■ Document text
--------------------------------

She can move her arm, she just don't do it when someone is watching. She wanted a drink so I gave her a bottle of water and tried to hide behind the door to see if she will open it. She watched me walk out the room and said, "I know you are there. I can see your shadow." She never once tried opening the bottle while I was standing there. Anything that requires her to use both hands she won't do if someone is around. She opened a pudding cup the other day, a bottle of water, she uses both hands to support herself while using the bathroom, played with her Nintendo DS last night and climbed into my bed this morning which is high, and requires her to use both hands all without whining out so I know there is no actual pain. In fact yesterday we were playing and I grabbed her hand, raised it above her head and shook it so her entire hand and arm shook. She had no reaction what so ever. After I did that I asked her if her arm and hand still hurt in which she responded, yes and asked her why she didn't cry when I shook her arm. That is when she grabbed her arm and started to cry saying it hurt.

I told her that if we go to the dr.'s and he says there is nothing wrong, I will be extremely disappointed in her and will have a hard time believing her if she says something hurts. I also told her that she will have tv rights, her dolls or something she really enjoys doing taken away because it cost money to go to the Dr.'s and it is not nice to lie. I said if there was something wrong, they could possibly give her yucky medicine to take like the one she has been taking for Strep. She just doesn't seem to care.

--------------------------------

■ Recorded information

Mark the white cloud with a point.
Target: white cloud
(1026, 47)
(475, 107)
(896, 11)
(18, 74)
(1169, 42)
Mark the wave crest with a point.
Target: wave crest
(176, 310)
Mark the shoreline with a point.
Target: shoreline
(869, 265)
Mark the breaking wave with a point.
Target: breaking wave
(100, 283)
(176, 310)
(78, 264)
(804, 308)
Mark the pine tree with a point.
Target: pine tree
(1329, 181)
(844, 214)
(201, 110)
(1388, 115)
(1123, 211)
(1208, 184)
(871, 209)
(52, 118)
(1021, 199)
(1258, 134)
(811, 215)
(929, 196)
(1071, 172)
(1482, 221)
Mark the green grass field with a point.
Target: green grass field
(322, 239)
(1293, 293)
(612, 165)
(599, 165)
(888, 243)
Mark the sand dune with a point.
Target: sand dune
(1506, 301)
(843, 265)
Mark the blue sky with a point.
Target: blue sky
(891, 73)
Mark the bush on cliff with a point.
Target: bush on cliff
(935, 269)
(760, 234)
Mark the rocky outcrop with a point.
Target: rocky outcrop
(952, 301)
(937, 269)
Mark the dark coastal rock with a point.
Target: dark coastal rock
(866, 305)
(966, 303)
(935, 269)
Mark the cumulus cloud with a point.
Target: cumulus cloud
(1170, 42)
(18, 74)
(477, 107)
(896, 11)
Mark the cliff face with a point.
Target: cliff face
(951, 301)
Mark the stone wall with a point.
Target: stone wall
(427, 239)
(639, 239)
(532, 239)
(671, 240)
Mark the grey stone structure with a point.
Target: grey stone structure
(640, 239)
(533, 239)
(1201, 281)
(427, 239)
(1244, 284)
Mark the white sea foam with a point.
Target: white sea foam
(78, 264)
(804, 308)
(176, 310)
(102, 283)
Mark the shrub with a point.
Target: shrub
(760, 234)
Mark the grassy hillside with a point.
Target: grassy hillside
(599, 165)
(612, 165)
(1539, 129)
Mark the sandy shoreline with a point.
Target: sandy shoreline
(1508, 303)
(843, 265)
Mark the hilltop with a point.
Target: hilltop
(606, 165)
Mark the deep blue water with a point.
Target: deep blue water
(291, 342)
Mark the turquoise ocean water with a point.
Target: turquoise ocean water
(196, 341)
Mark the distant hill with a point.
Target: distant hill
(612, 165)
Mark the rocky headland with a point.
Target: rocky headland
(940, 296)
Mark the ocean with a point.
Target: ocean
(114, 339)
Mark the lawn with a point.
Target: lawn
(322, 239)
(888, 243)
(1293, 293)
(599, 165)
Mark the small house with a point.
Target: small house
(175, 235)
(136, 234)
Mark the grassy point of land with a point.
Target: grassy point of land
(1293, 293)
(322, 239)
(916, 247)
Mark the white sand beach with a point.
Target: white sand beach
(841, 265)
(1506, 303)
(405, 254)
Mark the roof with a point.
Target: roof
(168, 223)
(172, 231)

--------------------------------

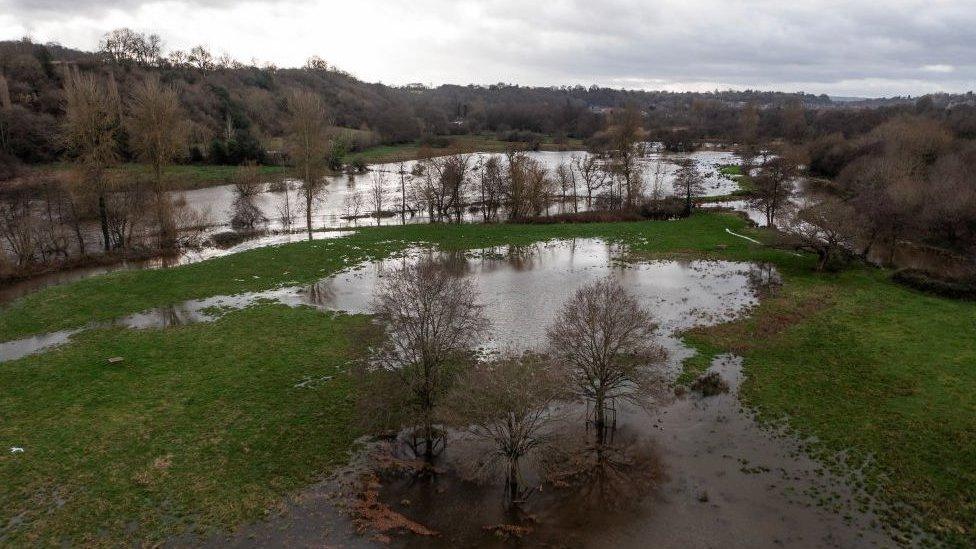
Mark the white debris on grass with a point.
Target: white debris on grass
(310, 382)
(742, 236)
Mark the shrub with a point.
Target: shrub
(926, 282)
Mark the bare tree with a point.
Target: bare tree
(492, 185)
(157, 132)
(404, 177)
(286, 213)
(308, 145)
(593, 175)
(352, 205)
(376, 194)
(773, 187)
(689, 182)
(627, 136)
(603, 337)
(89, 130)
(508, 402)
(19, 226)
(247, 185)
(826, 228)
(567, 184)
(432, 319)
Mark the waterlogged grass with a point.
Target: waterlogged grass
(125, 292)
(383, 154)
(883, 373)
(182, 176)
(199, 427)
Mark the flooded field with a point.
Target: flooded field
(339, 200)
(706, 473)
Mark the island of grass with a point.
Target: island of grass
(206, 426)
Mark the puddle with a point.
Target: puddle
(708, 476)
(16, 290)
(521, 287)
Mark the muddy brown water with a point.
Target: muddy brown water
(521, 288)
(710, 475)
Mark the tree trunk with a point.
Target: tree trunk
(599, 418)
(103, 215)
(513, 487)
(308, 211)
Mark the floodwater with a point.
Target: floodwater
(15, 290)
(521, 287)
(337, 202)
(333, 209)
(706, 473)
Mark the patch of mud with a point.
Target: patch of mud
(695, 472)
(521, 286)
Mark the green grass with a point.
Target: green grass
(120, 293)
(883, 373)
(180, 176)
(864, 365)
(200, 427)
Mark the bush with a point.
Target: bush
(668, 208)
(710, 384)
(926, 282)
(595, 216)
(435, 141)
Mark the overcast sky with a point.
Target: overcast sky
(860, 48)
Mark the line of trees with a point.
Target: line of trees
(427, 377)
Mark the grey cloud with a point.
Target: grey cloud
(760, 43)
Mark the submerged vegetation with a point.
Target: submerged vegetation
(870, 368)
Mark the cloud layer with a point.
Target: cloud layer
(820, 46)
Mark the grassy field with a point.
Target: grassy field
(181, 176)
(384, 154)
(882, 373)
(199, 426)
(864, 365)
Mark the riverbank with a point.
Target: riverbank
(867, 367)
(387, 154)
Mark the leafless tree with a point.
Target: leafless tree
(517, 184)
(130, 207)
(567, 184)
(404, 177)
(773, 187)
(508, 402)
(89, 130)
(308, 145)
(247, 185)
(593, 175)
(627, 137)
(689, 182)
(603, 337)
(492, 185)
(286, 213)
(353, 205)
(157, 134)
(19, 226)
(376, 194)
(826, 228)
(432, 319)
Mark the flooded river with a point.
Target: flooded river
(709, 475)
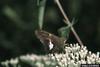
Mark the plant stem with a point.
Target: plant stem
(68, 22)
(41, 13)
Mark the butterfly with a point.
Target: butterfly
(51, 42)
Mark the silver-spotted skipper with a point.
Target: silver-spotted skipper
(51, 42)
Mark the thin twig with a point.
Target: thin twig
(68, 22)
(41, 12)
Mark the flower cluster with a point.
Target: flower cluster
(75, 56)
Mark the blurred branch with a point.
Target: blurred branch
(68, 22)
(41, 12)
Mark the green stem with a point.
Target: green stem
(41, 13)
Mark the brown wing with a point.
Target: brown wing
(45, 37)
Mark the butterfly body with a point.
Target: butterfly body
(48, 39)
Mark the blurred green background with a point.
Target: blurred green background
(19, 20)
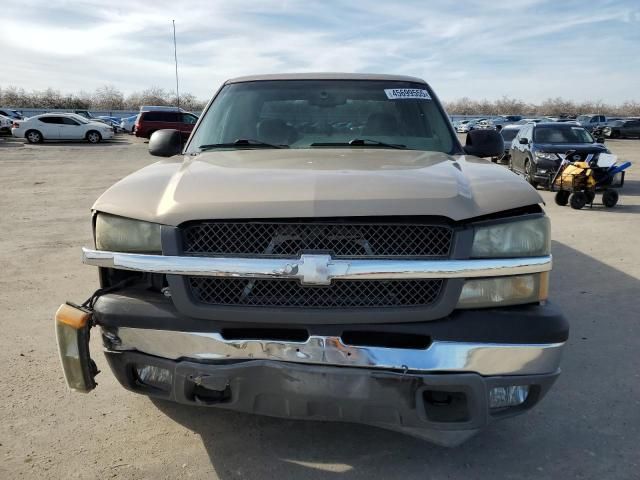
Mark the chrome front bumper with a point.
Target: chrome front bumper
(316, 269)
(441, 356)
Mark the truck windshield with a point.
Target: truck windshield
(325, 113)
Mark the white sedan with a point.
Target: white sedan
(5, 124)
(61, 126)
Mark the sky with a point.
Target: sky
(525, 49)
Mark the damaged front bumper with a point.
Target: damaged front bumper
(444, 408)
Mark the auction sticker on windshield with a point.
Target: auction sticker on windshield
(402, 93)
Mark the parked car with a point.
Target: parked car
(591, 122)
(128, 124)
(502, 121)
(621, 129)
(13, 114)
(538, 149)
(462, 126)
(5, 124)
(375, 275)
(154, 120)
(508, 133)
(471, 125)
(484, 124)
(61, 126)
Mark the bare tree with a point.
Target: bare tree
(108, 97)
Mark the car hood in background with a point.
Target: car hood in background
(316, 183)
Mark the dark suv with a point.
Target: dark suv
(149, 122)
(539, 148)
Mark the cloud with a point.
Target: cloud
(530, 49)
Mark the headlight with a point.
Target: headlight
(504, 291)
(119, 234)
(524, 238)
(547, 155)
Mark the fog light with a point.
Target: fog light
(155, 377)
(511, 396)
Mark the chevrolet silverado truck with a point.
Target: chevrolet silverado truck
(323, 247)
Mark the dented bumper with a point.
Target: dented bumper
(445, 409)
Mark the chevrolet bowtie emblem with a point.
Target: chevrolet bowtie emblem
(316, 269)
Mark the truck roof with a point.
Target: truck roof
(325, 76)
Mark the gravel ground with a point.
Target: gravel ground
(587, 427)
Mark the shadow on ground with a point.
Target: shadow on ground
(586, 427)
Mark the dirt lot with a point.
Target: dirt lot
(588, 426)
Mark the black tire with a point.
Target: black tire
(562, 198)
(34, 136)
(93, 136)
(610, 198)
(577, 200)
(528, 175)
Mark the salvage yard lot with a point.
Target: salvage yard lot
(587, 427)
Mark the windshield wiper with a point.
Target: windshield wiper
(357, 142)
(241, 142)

--------------------------------

■ Prompt A
In the post about the girl's arm, what did she say when the writer hid behind the door?
■ Prompt B
Swap "yucky medicine" for "bitter medicine" in the part of the post about the girl's arm that opens with the words containing "I told her that" and closes with "seem to care.", and write that part out.
■ Prompt C
Write the next part of the post about the girl's arm.

■ Your response A
"I know you are there. I can see your shadow."

■ Your response B
I told her that if we go to the dr.'s and he says there is nothing wrong, I will be extremely disappointed in her and will have a hard time believing her if she says something hurts. I also told her that she will have tv rights, her dolls or something she really enjoys doing taken away because it cost money to go to the Dr.'s and it is not nice to lie. I said if there was something wrong, they could possibly give her bitter medicine to take like the one she has been taking for Strep. She just doesn't seem to care.

■ Your response C
I also don't reward her after a Dr.'s visit other then praise. The most she gets is a sticker from the nurse and a, "You did a good job, I'm proud of you" from me.

For being 5, she is very aware of the things she does.

She just came to me sayin she wanted to play computer. I told her if her arm hurts, she needs to be in bed and rest. She can't play computer with a hurt arm. She got mad at me, walked away and hit the couch...with her "hurt arm." That just verifies she def. doesn't have any pain what so ever but won't give up the act.


----------



## DreamWarrior (May 10, 2011)

> Originally Posted by *Galaciel21* /img/forum/go_quote.gif
> 
> She got mad at me, walked away and hit the couch...with her "hurt arm." That just verifies she def. doesn't have any pain what so ever but won't give up the act.



LOL! I'm sorry - but that was too funny!




 Kids!

Stick to your guns.  You'll get thru it.  Keep an eye on that arm tho - she probably cant distinguish pain from an injury from pain like soreness or a pinched nerve (tingly numb feelings).

If you guys get thru the day and she continues with the act tomorrow - you might need to solicit the help of a friend or child psychologist to talk to her.  She might not want to open up to you, but would be willing to open up to someone else.  For all you know - she might be retaliating about something her father did and all she really wants is her fathers attention.


----------



## DreamWarrior (May 10, 2011)

Consider yourself lucky - but be ready.  My daughter turned 2 in April and she has her daddy wrapped around her little finger (ah, who's kidding she has me too - I cant lie).

She fakes a boo boo, but it doesnt last long.  We kiss it and move on to the issue at hand.  She tries and its really cute - but we cant show her how cute it really is. We keep a firm stance and then we gush over it when she isnt looking.
 



> Originally Posted by *Bonnie Krupa* /img/forum/go_quote.gif
> 
> My daughter is only 2 so she isn't faking anything yet ...


----------



## Galaciel21 (May 10, 2011)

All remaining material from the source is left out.